▸ Exercise
Beginning at the line with "Would you mind annotating the fish", output each line to the end of the listing below exactly, please.

## BEGIN Extracted information

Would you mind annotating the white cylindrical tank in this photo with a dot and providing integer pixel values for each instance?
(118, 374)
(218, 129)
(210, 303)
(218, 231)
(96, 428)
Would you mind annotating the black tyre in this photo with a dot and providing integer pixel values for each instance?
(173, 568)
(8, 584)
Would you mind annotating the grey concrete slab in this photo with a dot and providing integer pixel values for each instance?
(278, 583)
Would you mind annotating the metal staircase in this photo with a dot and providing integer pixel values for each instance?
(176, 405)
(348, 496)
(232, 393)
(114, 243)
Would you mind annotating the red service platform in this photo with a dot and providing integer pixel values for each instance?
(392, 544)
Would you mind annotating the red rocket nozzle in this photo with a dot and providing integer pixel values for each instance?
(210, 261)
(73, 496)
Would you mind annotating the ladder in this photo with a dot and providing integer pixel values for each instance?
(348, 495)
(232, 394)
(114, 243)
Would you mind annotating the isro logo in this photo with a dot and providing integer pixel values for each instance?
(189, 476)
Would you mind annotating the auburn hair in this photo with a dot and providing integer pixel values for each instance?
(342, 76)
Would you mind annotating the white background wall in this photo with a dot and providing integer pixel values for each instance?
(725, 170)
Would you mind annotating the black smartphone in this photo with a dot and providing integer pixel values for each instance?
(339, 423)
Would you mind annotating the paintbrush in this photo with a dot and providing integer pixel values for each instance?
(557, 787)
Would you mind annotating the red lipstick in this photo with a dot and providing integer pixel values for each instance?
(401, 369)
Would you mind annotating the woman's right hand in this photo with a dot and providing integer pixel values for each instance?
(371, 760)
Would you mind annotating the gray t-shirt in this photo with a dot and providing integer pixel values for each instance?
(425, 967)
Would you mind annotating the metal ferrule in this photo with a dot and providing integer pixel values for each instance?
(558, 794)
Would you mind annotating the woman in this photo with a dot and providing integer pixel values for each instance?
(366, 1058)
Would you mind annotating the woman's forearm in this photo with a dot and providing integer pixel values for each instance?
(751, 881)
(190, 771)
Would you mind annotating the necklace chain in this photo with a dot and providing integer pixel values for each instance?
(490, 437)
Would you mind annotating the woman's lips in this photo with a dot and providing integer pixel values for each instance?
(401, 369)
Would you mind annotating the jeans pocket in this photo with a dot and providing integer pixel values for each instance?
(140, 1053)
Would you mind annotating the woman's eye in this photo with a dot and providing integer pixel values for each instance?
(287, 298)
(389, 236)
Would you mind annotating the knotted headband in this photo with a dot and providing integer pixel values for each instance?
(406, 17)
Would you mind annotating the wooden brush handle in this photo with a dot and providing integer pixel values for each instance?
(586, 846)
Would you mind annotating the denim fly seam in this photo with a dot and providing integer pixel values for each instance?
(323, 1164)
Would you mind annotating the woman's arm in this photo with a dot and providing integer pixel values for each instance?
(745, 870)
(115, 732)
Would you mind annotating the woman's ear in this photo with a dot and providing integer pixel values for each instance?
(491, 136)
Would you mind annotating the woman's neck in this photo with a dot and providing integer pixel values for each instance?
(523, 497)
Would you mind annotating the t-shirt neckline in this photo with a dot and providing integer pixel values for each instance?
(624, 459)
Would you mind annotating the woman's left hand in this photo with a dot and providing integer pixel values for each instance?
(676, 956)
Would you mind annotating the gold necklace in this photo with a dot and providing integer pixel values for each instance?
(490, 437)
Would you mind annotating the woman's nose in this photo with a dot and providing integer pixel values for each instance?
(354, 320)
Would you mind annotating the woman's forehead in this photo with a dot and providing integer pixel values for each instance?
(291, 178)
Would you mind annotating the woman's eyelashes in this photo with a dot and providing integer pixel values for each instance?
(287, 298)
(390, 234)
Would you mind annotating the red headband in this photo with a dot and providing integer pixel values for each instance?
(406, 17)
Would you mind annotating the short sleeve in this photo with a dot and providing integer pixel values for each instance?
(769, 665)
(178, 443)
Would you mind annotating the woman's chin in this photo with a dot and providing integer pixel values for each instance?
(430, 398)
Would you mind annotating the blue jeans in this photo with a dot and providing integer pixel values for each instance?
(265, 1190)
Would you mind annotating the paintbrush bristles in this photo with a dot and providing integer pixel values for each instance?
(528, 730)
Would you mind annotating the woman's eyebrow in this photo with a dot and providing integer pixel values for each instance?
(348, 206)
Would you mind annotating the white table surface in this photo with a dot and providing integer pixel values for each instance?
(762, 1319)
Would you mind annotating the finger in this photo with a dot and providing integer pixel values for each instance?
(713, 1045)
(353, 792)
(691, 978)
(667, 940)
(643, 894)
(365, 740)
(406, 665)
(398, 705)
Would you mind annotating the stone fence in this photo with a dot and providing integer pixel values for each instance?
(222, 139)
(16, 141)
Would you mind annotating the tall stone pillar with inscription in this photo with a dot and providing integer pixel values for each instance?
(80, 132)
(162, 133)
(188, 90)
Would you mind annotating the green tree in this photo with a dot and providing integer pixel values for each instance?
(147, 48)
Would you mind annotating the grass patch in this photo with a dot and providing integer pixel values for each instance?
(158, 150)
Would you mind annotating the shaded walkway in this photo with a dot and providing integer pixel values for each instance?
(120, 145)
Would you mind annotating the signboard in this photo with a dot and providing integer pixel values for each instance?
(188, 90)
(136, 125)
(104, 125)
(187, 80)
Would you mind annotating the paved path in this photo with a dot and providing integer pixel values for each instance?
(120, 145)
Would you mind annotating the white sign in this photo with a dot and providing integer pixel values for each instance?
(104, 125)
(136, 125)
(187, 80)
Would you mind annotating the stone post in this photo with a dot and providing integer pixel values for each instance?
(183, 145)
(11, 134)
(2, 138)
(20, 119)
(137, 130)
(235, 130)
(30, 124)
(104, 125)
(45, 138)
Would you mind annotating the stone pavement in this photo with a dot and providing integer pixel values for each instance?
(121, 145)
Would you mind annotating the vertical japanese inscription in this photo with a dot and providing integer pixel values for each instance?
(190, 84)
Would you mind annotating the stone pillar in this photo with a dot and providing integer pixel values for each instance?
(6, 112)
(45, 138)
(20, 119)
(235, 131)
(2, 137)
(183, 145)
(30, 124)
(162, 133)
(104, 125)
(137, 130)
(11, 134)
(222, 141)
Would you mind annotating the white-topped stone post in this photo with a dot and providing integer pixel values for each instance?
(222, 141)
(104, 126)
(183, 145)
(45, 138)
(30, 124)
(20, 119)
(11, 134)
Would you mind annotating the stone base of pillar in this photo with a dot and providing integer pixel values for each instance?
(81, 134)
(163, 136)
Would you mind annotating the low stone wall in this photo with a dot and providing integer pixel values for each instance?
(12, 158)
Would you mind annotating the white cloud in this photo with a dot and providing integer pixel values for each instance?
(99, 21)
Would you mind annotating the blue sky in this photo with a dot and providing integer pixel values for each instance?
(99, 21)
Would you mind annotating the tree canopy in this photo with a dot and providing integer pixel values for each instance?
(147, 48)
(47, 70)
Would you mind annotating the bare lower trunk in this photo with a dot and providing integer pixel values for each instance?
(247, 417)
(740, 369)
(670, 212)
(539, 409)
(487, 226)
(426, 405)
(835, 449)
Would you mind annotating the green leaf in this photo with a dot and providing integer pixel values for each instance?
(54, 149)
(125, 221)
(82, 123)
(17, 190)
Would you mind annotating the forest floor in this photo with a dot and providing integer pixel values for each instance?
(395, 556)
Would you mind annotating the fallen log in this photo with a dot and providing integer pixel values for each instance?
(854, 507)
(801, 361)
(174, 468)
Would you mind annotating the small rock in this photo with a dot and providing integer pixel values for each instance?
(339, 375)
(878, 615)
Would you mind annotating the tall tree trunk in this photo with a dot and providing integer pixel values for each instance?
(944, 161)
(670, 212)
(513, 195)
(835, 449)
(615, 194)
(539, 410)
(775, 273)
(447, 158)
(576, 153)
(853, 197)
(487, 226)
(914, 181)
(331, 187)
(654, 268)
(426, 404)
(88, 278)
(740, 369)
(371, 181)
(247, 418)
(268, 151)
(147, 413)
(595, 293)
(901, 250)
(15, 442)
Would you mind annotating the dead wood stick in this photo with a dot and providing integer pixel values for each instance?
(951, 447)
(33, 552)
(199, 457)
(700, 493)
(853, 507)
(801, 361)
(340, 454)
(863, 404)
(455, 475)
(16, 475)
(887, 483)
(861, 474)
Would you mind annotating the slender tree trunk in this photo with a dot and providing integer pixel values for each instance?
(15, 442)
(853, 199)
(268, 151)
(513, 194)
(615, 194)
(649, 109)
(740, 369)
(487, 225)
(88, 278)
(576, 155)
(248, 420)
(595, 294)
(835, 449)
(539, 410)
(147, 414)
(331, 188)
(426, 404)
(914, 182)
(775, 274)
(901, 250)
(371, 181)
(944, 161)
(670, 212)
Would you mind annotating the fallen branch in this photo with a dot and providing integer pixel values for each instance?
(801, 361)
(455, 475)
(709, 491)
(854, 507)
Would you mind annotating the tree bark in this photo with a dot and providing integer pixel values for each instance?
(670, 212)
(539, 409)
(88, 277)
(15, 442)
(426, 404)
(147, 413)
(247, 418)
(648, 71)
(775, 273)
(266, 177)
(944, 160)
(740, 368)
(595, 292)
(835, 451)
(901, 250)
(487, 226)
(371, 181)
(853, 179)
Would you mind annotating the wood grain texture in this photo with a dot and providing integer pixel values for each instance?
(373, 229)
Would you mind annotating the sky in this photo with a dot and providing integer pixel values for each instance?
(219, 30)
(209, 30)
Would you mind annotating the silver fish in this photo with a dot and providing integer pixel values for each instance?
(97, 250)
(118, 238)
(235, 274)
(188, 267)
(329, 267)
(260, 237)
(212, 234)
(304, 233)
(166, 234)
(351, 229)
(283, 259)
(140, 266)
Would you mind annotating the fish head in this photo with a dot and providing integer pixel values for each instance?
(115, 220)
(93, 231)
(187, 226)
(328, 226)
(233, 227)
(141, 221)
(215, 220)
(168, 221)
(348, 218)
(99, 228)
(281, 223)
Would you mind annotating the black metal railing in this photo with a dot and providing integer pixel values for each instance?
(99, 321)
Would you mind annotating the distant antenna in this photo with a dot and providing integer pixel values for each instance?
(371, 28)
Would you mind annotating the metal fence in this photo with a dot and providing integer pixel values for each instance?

## END Extracted information

▸ Expected output
Would you mind annotating the fish head in this photo with a dot and providing integer pixel values for each instance?
(115, 220)
(93, 231)
(187, 226)
(328, 226)
(233, 227)
(141, 221)
(215, 220)
(168, 221)
(348, 218)
(99, 228)
(281, 223)
Would you mind annotating the black metal railing in this photo with a dot and providing integer pixel values for each instance?
(99, 321)
Would you mind annotating the distant antenna in this photo with a dot and providing integer pixel values for each instance?
(371, 28)
Would you mind annotating the metal fence in this photo with a dot and providing integer pixel values for each instance?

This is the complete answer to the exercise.